• Task details
Starting with the line that mentions "pixel 279 88", repeat each line verbatim until the entries end, both ends included.

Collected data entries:
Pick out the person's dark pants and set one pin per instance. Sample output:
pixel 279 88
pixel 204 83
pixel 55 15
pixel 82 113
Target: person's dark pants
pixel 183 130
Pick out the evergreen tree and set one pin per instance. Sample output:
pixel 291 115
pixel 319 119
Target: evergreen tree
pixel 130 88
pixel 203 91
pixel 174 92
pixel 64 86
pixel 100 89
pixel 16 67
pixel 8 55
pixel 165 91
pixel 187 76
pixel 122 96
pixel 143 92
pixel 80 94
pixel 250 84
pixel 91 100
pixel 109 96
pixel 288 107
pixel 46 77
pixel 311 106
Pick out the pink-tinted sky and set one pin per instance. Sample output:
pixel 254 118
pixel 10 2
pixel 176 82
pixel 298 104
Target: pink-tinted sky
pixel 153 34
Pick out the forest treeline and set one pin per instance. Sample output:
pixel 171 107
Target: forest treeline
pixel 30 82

• Written response
pixel 279 88
pixel 204 83
pixel 55 15
pixel 82 113
Target: person's dark pants
pixel 183 130
Pick out the evergreen tree and set one pin per instance. Sample output:
pixel 291 115
pixel 319 119
Target: evergreen tree
pixel 130 88
pixel 203 91
pixel 174 92
pixel 64 86
pixel 100 89
pixel 16 67
pixel 8 55
pixel 165 91
pixel 187 76
pixel 122 96
pixel 143 92
pixel 80 94
pixel 250 84
pixel 91 100
pixel 109 96
pixel 288 107
pixel 46 77
pixel 311 106
Pick out the pink-tinted sky and set one pin per instance. Sample output:
pixel 254 118
pixel 10 2
pixel 176 82
pixel 298 104
Target: pink-tinted sky
pixel 153 34
Pick out the forest treeline and set one pin per instance. Sample output:
pixel 171 107
Target: forest treeline
pixel 30 82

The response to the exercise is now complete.